### YOUR OBJECTIVE
Locate each line of the records that contains the word "tree", and copy those lines in full. The match is case-sensitive.

### MATERIAL TO PROCESS
----------

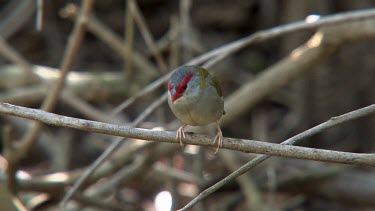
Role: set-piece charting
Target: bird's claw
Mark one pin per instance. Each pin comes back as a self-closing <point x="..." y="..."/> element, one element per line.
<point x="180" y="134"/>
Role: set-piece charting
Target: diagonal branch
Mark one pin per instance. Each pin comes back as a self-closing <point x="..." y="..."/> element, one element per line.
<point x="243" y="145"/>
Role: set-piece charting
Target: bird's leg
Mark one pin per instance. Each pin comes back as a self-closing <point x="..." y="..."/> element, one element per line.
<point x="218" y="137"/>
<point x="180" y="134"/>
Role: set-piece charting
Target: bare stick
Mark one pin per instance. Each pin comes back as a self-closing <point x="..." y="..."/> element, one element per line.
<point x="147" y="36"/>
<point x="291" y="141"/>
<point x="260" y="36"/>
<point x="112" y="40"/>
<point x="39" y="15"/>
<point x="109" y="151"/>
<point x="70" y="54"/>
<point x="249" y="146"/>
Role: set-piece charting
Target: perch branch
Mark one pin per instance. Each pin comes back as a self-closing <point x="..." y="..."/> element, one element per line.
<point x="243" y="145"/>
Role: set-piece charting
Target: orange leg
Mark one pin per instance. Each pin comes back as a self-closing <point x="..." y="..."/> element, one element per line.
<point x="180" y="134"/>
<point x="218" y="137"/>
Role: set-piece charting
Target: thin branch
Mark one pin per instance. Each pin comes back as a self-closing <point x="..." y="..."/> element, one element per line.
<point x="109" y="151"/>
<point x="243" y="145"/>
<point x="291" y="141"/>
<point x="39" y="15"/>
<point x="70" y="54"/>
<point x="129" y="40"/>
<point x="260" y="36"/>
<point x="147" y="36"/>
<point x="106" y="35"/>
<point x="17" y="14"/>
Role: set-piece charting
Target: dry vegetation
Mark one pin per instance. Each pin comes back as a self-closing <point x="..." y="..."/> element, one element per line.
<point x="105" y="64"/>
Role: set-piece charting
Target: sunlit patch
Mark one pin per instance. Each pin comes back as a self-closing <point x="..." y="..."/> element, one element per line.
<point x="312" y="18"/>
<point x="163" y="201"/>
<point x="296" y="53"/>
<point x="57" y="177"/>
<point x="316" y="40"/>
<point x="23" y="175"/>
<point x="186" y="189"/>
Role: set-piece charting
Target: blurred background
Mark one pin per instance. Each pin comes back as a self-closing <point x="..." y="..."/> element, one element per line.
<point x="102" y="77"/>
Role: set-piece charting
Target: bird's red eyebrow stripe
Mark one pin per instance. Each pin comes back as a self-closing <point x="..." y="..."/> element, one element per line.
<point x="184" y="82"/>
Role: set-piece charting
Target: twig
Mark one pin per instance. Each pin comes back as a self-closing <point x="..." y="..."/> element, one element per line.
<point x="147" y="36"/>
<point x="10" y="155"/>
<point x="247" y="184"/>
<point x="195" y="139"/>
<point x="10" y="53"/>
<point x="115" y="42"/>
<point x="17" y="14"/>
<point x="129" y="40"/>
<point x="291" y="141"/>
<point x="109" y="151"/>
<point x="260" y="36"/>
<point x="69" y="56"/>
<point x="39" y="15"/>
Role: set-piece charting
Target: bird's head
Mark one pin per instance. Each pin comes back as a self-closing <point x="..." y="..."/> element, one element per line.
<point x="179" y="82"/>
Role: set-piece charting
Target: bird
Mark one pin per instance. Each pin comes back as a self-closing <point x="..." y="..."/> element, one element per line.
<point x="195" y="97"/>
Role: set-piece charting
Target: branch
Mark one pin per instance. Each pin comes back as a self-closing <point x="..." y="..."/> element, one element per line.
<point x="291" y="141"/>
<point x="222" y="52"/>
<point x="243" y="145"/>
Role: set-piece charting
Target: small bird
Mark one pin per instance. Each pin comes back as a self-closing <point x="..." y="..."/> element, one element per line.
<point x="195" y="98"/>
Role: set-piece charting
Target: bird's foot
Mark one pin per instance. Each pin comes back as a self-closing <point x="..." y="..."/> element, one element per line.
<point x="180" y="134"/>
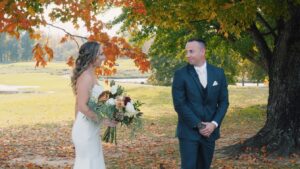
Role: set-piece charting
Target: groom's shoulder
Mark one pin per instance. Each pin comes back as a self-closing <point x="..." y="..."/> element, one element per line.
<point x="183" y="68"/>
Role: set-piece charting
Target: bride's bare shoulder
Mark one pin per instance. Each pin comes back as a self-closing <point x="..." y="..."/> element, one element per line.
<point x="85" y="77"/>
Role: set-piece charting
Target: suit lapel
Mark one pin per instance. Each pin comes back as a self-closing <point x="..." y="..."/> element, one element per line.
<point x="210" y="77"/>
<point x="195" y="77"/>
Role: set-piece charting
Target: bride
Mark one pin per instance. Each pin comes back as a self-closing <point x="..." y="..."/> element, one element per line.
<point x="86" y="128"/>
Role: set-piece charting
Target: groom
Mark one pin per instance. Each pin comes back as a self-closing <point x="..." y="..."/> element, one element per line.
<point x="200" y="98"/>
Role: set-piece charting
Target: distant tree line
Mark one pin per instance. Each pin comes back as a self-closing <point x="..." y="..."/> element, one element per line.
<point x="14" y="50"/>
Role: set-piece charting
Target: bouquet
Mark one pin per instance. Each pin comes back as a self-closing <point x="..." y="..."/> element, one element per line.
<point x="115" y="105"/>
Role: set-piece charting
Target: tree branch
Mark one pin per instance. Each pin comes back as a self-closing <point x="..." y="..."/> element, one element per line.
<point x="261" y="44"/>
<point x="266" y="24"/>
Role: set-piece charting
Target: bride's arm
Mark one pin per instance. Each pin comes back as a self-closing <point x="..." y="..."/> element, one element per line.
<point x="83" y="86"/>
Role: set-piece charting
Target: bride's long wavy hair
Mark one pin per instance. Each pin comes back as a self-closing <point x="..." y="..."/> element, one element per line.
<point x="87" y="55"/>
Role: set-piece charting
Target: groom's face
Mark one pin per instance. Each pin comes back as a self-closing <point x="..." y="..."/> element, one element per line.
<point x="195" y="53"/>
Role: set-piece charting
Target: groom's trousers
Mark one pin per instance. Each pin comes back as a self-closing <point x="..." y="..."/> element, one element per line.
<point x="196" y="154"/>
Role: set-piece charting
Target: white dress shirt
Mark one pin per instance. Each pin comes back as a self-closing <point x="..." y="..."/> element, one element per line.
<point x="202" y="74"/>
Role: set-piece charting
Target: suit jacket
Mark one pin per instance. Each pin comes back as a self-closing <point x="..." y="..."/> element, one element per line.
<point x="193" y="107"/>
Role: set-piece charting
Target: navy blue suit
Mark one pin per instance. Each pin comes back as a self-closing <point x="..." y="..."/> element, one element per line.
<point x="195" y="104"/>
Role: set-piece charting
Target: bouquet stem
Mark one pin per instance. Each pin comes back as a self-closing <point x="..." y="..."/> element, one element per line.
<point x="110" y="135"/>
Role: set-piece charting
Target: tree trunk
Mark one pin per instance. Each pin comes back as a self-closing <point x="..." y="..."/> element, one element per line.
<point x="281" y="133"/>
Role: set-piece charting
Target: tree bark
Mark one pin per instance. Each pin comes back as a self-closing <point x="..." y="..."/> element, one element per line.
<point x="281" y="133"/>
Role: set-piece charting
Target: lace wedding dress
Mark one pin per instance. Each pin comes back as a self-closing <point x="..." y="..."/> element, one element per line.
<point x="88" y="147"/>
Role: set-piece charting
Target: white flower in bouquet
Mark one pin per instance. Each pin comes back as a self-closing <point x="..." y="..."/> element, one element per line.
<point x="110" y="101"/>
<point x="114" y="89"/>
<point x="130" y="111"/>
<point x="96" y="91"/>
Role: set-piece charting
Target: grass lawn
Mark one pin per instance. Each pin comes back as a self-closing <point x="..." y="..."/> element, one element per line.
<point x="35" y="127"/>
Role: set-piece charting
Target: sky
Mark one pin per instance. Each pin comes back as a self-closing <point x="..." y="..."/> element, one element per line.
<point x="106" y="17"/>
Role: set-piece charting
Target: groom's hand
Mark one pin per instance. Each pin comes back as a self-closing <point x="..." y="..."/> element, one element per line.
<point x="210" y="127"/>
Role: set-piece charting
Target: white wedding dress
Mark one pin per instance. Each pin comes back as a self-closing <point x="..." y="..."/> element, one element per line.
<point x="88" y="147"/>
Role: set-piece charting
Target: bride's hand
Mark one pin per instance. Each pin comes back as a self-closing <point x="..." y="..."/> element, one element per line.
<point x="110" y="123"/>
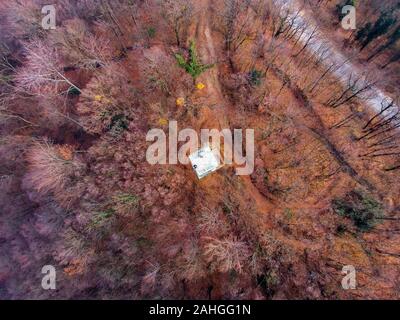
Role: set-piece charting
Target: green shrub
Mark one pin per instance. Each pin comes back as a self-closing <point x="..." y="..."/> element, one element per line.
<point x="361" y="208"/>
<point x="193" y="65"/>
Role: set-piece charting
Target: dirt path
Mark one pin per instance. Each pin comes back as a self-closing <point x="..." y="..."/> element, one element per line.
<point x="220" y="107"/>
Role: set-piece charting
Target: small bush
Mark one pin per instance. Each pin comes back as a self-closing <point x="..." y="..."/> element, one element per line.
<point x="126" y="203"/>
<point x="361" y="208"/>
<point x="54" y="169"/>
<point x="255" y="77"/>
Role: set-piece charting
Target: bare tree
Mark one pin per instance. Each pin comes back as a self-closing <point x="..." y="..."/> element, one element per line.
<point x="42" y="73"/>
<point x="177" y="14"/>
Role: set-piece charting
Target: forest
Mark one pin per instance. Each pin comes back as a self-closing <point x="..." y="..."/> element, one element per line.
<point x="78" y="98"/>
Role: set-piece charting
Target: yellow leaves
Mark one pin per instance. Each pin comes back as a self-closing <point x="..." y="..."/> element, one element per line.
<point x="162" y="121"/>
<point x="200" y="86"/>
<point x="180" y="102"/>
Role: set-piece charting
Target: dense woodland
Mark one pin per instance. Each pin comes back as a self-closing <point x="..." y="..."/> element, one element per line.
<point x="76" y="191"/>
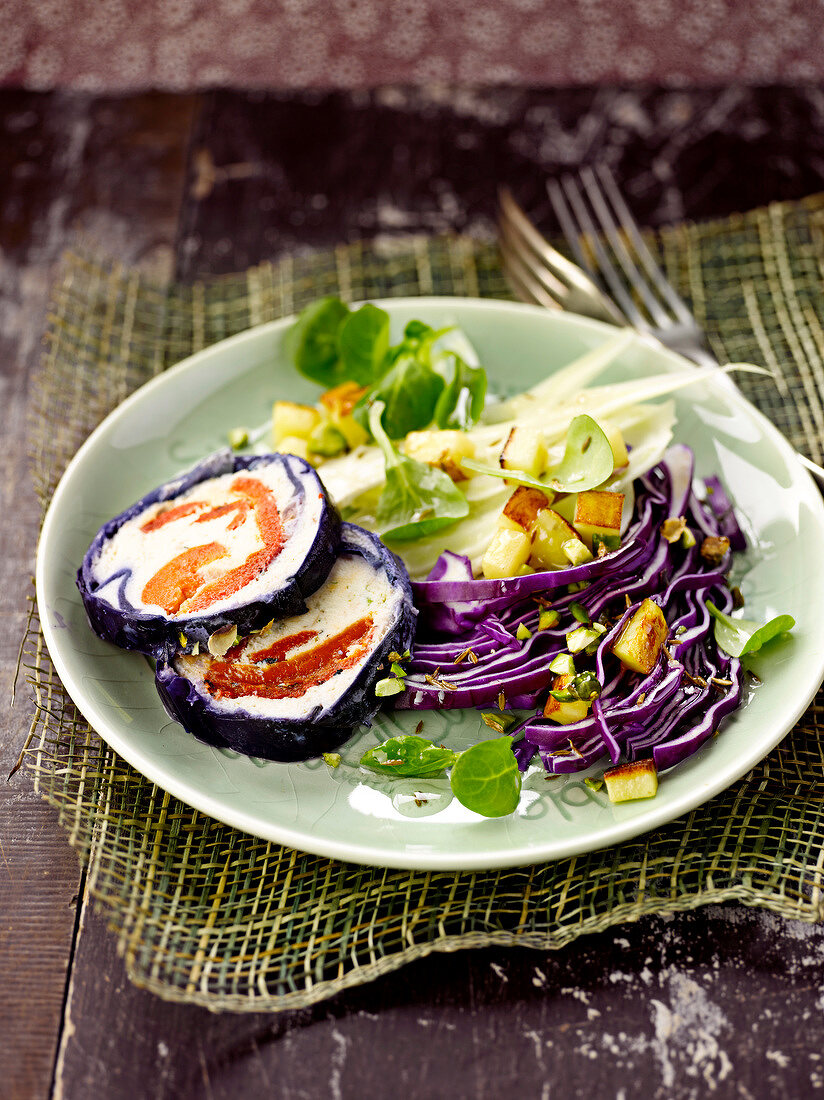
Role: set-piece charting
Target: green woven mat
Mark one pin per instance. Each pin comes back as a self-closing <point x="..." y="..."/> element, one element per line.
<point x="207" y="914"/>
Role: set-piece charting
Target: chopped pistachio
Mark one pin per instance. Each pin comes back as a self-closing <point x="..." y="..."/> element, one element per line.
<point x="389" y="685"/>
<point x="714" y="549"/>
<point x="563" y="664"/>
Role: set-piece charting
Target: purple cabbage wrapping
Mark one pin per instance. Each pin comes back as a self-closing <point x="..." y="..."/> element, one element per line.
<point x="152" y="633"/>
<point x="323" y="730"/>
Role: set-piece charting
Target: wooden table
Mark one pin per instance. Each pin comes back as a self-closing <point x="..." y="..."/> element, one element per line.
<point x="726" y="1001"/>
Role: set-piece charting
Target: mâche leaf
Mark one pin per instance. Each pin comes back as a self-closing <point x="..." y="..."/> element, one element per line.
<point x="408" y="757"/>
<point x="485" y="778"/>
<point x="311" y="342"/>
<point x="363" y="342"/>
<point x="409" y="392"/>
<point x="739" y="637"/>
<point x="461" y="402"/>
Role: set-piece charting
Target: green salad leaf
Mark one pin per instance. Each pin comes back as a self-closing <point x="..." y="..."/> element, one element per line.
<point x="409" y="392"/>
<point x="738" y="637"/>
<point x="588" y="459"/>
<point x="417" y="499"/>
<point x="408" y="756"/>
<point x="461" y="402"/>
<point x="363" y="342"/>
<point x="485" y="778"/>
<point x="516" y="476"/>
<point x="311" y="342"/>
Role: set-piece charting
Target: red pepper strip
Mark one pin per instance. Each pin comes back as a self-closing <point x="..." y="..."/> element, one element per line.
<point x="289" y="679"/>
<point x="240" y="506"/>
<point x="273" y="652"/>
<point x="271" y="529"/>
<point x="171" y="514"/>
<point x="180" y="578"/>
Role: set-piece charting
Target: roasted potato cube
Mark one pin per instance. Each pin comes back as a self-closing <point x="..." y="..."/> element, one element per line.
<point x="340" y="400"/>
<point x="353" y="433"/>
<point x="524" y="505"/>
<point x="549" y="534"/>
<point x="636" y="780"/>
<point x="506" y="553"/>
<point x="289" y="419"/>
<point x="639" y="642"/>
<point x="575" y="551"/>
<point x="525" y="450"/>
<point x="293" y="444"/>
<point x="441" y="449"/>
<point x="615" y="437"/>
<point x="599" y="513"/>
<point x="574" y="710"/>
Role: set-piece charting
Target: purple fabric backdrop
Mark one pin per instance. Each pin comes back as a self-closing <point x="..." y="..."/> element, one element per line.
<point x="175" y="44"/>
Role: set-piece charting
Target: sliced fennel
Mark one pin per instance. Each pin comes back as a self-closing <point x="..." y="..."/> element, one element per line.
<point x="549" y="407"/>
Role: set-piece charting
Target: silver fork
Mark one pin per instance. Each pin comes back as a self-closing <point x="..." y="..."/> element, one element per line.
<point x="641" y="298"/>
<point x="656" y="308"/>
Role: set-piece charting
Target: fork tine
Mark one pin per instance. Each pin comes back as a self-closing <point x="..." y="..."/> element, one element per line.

----------

### ANSWER
Target: distant tree line
Target: tree branch
Target: tree trunk
Target: tree bark
Target: bare tree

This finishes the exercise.